AIM.
Please return, word for word, only the rows below that fall between the line holding "the military patch?" and the line holding "[73,593,126,633]", inclusive.

SUPPLIED INFORMATION.
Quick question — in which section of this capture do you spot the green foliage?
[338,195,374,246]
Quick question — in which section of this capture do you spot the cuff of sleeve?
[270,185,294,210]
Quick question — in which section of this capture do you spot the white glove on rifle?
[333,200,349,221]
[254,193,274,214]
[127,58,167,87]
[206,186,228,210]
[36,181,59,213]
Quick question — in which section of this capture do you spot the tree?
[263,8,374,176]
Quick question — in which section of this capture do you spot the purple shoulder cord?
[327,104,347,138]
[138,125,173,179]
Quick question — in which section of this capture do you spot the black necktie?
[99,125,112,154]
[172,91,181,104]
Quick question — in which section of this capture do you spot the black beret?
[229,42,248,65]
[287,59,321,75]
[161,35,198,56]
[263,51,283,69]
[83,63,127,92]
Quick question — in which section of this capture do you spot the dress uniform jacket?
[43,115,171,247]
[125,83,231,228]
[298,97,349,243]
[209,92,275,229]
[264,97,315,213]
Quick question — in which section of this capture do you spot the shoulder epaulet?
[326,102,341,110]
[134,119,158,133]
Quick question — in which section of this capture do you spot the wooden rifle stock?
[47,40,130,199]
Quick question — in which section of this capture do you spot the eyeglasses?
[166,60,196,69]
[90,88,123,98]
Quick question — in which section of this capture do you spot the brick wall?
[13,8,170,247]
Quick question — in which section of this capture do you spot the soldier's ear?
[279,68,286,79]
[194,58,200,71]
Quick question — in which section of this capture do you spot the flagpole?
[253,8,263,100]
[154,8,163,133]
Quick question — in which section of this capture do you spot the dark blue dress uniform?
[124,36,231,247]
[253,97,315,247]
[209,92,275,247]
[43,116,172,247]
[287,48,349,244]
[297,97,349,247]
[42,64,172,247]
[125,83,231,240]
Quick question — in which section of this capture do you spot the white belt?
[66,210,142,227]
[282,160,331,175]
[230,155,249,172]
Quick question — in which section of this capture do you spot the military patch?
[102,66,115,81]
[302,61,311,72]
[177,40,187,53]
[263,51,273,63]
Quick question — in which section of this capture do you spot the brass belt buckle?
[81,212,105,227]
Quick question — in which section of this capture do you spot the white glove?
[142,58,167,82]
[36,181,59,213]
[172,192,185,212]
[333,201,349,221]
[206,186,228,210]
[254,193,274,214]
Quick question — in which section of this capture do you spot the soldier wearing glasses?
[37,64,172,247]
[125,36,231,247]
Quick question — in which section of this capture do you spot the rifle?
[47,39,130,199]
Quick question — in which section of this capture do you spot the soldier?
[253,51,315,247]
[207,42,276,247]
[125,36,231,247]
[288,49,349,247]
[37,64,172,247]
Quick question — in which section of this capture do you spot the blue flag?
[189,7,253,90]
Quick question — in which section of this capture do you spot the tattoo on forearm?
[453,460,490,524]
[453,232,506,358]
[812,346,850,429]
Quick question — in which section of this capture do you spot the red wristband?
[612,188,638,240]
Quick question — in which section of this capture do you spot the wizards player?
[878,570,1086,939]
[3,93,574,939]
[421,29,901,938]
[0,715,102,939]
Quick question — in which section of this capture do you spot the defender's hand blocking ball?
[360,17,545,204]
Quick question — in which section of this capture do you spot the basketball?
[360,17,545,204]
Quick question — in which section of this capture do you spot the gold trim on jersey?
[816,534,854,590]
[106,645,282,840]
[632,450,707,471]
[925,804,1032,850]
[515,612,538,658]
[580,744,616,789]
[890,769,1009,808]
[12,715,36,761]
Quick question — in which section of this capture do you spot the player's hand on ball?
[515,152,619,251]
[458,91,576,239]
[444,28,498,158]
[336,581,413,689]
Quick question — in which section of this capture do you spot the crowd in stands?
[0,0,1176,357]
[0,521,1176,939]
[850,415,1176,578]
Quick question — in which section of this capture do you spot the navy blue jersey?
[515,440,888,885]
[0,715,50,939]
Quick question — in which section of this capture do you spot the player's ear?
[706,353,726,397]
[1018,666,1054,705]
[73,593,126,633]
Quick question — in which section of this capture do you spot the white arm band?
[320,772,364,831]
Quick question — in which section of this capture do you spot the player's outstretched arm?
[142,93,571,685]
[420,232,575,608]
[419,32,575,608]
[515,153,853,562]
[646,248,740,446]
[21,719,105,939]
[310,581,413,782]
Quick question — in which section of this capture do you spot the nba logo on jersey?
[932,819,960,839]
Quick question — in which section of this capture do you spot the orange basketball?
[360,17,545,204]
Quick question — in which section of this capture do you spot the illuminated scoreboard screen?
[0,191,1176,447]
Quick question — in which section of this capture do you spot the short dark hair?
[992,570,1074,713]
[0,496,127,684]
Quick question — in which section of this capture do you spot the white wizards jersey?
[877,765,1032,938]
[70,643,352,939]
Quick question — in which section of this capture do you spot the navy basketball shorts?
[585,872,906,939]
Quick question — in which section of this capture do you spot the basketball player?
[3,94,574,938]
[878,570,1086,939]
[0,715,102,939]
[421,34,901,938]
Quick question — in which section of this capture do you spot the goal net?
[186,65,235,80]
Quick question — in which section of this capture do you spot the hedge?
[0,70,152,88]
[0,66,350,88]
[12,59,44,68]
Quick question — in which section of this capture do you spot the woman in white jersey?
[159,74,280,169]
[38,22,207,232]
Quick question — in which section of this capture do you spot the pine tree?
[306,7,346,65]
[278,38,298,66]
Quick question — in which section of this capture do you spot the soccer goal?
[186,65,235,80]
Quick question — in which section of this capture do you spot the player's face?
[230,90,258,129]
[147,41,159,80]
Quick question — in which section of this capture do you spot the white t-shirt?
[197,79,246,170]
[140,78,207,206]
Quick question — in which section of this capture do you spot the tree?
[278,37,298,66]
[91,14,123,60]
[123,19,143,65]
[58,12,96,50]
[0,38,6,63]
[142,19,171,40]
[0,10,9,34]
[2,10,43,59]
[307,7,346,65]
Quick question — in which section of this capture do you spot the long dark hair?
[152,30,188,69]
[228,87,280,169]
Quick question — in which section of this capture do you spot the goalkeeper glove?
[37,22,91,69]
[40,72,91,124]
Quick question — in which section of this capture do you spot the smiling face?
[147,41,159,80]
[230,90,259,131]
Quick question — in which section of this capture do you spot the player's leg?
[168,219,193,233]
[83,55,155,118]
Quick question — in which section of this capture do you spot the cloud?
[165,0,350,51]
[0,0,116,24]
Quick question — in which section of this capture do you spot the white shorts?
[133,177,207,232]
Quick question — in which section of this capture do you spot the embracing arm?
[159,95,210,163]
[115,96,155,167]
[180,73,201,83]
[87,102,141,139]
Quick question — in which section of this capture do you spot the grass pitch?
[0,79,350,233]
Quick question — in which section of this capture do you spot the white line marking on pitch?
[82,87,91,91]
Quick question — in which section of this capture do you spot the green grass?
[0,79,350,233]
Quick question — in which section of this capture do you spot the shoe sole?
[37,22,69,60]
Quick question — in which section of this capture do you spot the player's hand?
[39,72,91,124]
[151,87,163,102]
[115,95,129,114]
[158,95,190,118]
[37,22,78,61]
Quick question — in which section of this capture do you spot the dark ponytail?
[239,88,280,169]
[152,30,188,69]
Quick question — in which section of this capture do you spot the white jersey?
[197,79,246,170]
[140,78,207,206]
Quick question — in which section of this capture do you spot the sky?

THE REPLY.
Quick question — in which section of this capture do you spot the military patch?
[102,66,115,81]
[302,61,311,72]
[177,40,187,53]
[263,51,273,63]
Quick question — in which section of this capture do you spot the brass belt buckle?
[81,212,105,227]
Quick question — in which section of this capture do you spot the white glove?
[142,58,167,82]
[36,181,59,213]
[172,192,185,212]
[333,201,349,221]
[206,186,228,210]
[254,193,274,214]
Quick question — in which section of this capture do you spot the soldier wearing glasses?
[37,64,172,247]
[125,36,231,247]
Quick question — in which section of this capture do you spot the rifle?
[47,39,130,199]
Quick question — in which section of this capture do you spot the soldier?
[253,51,315,247]
[207,42,276,247]
[125,36,231,247]
[288,49,349,247]
[37,64,172,247]
Quick question — in which section of this capture do you spot the blue flag?
[189,7,253,90]
Quick question — in which section of this capture do you spot the tattoo on forearm?
[453,460,490,524]
[453,232,506,358]
[812,346,850,429]
Quick question — in which section of this capture do you spot the red wristband?
[612,188,638,240]
Quick question — in which section of this capture do you spot the wizards player?
[878,570,1086,939]
[3,93,574,939]
[421,29,901,938]
[0,715,102,939]
Quick question — in which section of this capture do you spot the defender's hand blocking ball?
[360,17,545,204]
Quick question — in which section of this capture do you spot the basketball?
[360,17,545,204]
Quick question — in which section of this capture do you spot the gold trim on jersey?
[816,534,854,590]
[106,645,282,840]
[632,450,707,471]
[925,804,1032,850]
[515,612,538,658]
[580,744,616,789]
[890,769,1009,808]
[12,715,36,761]
Quick question — in which section of this capture do you spot the player's hand on ball?
[515,152,619,251]
[458,91,576,239]
[444,28,498,158]
[336,581,413,689]
Quick question — in which section of this capture do you spot the crowd in stands?
[0,0,1176,357]
[0,521,1176,939]
[850,415,1176,578]
Quick question — in which section of this capture do you spot the navy blue jersey?
[515,440,888,885]
[0,715,50,939]
Quick question — in which section of this capture do you spot the player's ear?
[706,353,726,397]
[1018,666,1054,705]
[73,593,126,633]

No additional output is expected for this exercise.